Your instructions
Set down each line of the records once more, precisely, and omit the pictures.

Dataset entries
┄┄┄┄┄┄┄┄┄┄┄┄┄┄┄┄┄┄┄┄

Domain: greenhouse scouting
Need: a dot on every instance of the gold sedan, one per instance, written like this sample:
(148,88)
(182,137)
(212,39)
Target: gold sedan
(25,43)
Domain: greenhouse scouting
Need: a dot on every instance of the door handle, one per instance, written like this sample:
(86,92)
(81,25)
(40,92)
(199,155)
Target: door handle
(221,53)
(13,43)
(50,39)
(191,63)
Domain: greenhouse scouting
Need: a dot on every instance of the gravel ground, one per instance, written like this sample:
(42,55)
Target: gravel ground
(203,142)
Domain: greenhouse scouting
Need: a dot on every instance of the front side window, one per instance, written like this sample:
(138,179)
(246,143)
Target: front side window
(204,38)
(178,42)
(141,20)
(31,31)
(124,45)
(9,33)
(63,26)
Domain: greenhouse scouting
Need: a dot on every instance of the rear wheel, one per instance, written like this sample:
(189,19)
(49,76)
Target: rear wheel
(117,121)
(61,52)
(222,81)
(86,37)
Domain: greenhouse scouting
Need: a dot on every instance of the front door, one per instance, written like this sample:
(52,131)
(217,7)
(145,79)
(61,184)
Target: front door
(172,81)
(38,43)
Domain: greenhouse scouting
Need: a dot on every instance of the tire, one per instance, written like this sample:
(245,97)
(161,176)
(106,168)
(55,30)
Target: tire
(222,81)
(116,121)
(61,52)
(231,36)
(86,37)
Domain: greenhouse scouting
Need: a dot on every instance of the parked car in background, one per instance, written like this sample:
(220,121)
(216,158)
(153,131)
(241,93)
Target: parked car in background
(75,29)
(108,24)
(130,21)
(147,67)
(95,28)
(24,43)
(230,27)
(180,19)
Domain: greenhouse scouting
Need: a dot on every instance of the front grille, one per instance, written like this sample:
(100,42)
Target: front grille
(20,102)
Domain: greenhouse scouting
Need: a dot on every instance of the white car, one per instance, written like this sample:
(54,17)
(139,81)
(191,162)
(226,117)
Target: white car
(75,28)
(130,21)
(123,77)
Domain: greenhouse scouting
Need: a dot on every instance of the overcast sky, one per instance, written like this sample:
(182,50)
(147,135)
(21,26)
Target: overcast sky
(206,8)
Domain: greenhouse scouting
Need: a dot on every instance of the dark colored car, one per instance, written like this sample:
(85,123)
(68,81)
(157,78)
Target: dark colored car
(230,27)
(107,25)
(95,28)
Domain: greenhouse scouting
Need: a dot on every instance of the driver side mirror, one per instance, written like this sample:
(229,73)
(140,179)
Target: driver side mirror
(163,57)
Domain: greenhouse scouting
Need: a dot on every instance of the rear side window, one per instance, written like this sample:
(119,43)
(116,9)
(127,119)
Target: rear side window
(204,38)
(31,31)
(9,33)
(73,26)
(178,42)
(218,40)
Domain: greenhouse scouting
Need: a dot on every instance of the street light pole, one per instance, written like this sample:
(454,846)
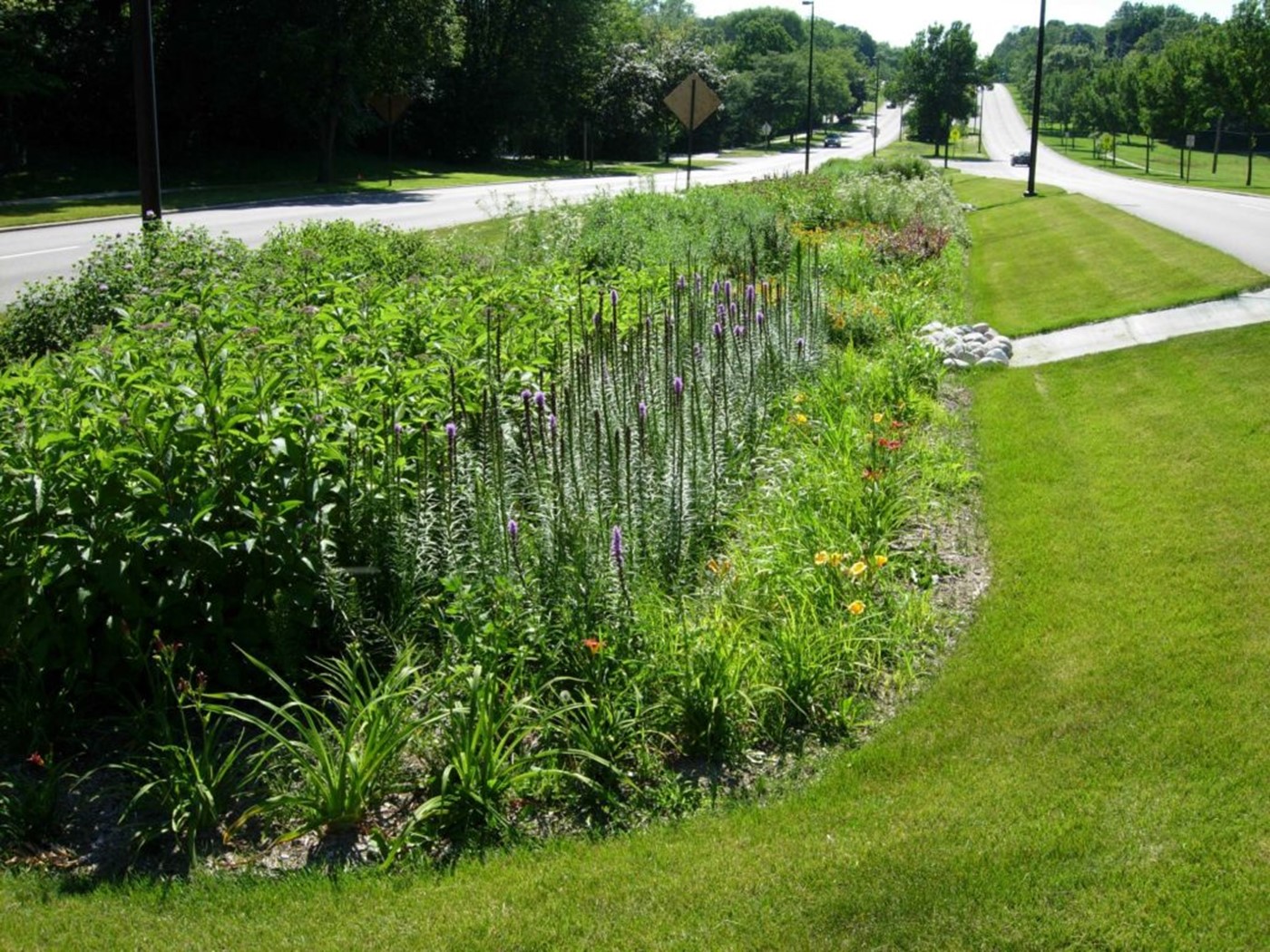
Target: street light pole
(810,53)
(1035,141)
(148,121)
(876,101)
(980,148)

┄┄┄┄┄┄┄┄┄┄┄┄┄┄┄┄┄┄┄┄

Output of the exercise
Domain: greenhouse scouting
Need: a dot on every instance of the gold sedan, one per instance, written like this sample:
(148,88)
(182,137)
(212,39)
Target: gold sedan
(25,43)
Domain: greenhouse scouting
Need: a dot on every instance of the door handle, one per instance, written like this sample:
(86,92)
(81,25)
(40,92)
(199,155)
Target: door handle
(221,53)
(13,43)
(50,39)
(191,63)
Domain: greenhouse scouting
Need: a dot on every instance of the gravel ground, one per instance, written like this sample:
(42,55)
Target: gravel ground
(203,142)
Domain: greenhouse scouting
Need: a dot on every instance of the front side window, one per instance, written like this sample:
(138,179)
(246,143)
Target: front side window
(204,38)
(178,42)
(141,20)
(31,31)
(124,45)
(9,33)
(63,26)
Domain: greenhouse scouting
Need: a dot on every instance of the rear wheel, one per instance, written like this sample:
(189,19)
(49,76)
Target: rear wheel
(117,121)
(61,52)
(222,81)
(86,37)
Domain: greenhouse scouting
Need: a dot on every instance of the front door, one per instance, written like this sample:
(52,131)
(217,7)
(145,79)
(61,184)
Target: front door
(172,81)
(38,43)
Domain: greenhouse scouting
Need: a dot on every instance of the tire, one per instance, written like this sample:
(245,97)
(161,176)
(106,168)
(55,30)
Target: tire
(222,81)
(116,121)
(61,52)
(231,36)
(86,37)
Domain: greenhouse scouting
Need: a dot on every instance of the parked car in background, one per instance, written like this sample:
(220,121)
(216,158)
(153,131)
(241,93)
Target: parked car in background
(75,29)
(108,24)
(130,21)
(147,67)
(95,28)
(24,43)
(230,27)
(180,19)
Domain: greenhouse scouting
Need: a dot on every instance of the front grille, one per instance, written like this sample:
(100,42)
Target: front grille
(20,102)
Domain: greenhouse scouting
Need: a dot on every instance of the white car, one per instance, written like this sample:
(54,17)
(139,81)
(191,162)
(226,117)
Target: white car
(75,28)
(130,21)
(123,77)
Domain: greenhouse scouting
Need: a dot on every instance of the overcast sky, one per instance, written like this sample:
(182,50)
(147,135)
(21,26)
Target: overcast sky
(206,8)
Domain: greenhouse scouting
Need: a dot on every instance of the dark colored car, one per instance, written like this sample:
(85,123)
(68,81)
(157,78)
Target: dark colored car
(230,27)
(107,25)
(95,28)
Domain: greenhouse scouting
Need: a dot on every instance of the driver side mirror, one per instance, written like this sample:
(229,73)
(140,179)
Target: driver side mirror
(163,57)
Domain: greenhouse scouting
Need: a dot on every instance of the rear side window, one per instance, written like this sample:
(119,43)
(116,9)
(127,119)
Target: rear side window
(204,38)
(31,31)
(9,33)
(73,26)
(178,42)
(218,40)
Domain: greenhouse scouting
Need: a dot on every instance of the street light pole, one per instance, written like this sample:
(454,846)
Target: street light pole
(810,53)
(1035,141)
(148,121)
(876,101)
(980,148)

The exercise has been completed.